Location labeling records
========================

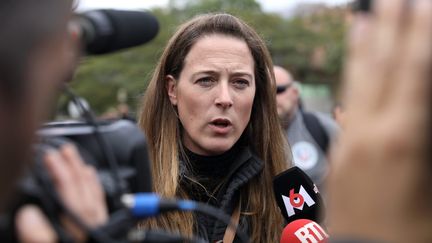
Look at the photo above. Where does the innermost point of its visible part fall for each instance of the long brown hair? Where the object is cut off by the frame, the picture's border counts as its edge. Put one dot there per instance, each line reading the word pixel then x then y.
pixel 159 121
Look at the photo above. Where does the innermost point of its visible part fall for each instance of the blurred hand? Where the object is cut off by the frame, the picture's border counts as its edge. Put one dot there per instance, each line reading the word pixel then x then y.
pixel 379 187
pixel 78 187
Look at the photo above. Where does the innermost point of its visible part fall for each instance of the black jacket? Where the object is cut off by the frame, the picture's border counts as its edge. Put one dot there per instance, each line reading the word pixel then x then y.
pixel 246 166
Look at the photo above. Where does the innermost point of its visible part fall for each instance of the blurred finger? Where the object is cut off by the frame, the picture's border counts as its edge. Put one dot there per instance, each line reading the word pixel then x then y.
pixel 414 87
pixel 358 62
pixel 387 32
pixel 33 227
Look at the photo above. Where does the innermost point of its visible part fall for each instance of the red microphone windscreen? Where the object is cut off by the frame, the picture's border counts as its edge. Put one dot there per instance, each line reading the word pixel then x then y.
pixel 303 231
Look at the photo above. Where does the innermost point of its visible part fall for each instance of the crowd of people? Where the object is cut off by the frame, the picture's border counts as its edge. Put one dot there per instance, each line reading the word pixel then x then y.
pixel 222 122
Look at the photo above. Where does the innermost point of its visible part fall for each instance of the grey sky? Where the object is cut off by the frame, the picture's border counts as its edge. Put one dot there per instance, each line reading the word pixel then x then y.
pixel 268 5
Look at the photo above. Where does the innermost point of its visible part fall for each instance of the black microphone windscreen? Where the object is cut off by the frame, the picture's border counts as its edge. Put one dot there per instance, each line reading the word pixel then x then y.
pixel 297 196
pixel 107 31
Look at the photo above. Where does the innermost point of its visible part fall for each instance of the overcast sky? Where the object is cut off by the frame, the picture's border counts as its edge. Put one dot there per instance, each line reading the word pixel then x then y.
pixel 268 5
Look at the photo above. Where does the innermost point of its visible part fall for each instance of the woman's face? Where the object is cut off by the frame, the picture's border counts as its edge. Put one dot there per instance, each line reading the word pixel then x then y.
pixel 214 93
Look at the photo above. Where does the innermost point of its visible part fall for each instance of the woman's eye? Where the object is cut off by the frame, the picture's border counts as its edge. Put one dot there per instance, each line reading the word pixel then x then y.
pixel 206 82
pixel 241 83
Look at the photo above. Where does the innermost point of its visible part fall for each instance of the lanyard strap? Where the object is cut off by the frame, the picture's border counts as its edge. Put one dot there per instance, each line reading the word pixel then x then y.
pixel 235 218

========================

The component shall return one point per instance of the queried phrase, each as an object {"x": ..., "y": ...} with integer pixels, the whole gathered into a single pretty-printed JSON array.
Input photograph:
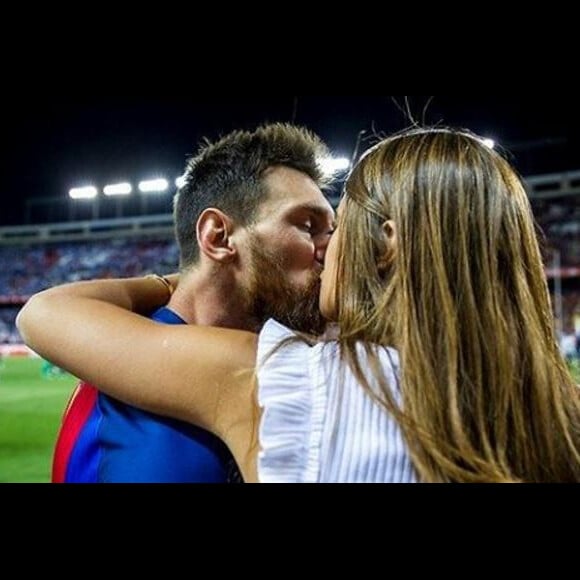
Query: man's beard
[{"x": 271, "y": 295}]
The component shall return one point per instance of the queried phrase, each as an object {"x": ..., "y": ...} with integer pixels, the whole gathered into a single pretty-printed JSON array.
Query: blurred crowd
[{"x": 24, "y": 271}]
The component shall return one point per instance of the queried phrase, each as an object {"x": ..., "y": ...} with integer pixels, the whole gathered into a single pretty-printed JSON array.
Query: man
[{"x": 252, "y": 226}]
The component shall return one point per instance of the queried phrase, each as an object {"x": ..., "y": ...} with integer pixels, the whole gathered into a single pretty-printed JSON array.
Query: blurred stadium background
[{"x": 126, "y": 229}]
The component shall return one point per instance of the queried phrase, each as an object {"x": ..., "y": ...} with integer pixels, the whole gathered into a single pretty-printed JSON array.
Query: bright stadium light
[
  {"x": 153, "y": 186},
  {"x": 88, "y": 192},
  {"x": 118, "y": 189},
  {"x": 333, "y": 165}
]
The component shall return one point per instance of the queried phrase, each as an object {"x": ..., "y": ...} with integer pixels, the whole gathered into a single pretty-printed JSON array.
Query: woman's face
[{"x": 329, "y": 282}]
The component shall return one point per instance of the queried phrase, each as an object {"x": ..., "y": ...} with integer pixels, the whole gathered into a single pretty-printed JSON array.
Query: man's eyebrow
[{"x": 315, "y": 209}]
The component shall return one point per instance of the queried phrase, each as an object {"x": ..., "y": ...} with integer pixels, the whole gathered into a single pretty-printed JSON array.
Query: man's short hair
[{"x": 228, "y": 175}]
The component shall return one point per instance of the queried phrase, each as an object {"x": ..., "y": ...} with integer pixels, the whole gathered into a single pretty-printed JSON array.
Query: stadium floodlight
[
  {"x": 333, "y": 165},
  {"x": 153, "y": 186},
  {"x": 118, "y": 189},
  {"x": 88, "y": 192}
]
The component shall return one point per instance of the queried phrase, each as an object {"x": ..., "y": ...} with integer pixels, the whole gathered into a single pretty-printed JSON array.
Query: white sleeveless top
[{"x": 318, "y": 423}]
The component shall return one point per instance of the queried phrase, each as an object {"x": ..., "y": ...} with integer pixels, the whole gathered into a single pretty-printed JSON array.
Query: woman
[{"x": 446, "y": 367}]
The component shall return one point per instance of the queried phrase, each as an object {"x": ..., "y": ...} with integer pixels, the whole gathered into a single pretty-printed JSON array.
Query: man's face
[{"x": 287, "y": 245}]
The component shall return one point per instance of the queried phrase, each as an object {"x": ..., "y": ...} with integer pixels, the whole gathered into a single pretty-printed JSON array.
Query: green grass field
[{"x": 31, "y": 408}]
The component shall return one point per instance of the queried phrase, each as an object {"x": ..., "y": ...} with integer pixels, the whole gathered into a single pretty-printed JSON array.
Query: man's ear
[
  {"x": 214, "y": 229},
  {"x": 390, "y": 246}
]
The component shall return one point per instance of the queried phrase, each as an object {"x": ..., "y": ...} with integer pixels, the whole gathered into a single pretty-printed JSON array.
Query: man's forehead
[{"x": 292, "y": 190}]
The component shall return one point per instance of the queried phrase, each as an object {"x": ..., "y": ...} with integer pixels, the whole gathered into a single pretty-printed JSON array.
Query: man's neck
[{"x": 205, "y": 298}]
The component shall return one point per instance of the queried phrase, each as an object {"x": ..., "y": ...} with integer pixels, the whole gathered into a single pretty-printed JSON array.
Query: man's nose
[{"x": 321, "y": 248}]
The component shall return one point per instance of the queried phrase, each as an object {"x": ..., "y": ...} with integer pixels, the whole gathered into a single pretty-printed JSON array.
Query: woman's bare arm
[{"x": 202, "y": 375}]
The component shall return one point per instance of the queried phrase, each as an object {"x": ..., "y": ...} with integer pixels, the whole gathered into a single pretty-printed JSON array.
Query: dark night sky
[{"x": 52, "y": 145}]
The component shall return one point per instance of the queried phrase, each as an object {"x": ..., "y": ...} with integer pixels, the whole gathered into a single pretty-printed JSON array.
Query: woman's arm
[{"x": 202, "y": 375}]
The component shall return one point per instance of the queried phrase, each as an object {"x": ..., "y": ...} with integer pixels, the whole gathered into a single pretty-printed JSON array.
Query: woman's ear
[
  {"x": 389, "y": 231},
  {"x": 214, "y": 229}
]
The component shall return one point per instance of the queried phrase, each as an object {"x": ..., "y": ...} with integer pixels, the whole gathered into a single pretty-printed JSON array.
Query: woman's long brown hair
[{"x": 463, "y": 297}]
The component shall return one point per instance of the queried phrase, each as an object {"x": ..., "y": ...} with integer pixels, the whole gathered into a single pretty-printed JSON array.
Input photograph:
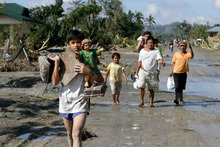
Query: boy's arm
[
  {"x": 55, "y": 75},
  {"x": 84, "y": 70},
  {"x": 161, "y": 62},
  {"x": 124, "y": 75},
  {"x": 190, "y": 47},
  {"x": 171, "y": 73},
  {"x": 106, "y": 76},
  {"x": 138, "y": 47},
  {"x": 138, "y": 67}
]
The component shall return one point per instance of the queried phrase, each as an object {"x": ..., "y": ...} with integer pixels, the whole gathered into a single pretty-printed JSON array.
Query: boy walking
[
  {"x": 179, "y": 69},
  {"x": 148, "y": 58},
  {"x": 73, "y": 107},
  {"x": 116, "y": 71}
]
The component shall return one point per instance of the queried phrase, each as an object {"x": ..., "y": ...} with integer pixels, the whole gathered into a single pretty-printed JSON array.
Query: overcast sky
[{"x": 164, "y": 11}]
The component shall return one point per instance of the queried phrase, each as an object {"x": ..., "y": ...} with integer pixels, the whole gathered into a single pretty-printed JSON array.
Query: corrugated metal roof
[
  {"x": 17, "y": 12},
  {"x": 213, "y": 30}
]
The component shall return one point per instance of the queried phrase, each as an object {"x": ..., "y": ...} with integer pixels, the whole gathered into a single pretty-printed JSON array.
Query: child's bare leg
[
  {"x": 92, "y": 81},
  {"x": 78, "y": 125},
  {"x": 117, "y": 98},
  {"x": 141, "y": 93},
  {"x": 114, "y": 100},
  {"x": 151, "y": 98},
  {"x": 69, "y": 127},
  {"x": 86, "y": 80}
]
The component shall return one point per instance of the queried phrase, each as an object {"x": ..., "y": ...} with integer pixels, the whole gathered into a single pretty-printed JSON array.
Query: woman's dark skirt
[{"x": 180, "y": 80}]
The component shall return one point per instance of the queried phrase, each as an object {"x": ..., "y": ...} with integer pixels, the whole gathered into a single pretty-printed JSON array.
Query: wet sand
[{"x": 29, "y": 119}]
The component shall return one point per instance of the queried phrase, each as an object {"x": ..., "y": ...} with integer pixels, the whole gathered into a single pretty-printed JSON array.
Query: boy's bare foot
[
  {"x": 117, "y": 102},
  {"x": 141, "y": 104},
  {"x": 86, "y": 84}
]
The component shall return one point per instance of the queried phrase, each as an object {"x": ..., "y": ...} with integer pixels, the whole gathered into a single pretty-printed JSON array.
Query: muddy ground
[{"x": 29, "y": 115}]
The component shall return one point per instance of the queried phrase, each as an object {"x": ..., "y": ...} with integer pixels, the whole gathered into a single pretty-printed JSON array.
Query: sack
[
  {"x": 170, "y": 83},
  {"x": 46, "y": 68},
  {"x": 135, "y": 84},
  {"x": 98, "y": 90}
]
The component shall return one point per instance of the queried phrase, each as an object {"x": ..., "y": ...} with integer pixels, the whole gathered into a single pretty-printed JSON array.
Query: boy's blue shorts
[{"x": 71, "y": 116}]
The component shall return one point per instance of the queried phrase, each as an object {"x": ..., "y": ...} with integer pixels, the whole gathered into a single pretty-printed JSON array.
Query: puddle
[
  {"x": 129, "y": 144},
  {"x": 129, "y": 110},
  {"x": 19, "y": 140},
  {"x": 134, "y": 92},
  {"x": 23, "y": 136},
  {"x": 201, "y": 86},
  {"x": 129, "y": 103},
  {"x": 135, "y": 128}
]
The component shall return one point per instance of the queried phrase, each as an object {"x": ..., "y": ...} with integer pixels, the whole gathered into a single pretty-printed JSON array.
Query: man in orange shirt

========================

§ **EXERCISE OBJECTIVE**: Return each line of the material above that contains the string "dark". Letter case matters.

§ **SOLUTION FOR THIS PROBLEM**:
Query: dark night sky
Query: woman's dark skirt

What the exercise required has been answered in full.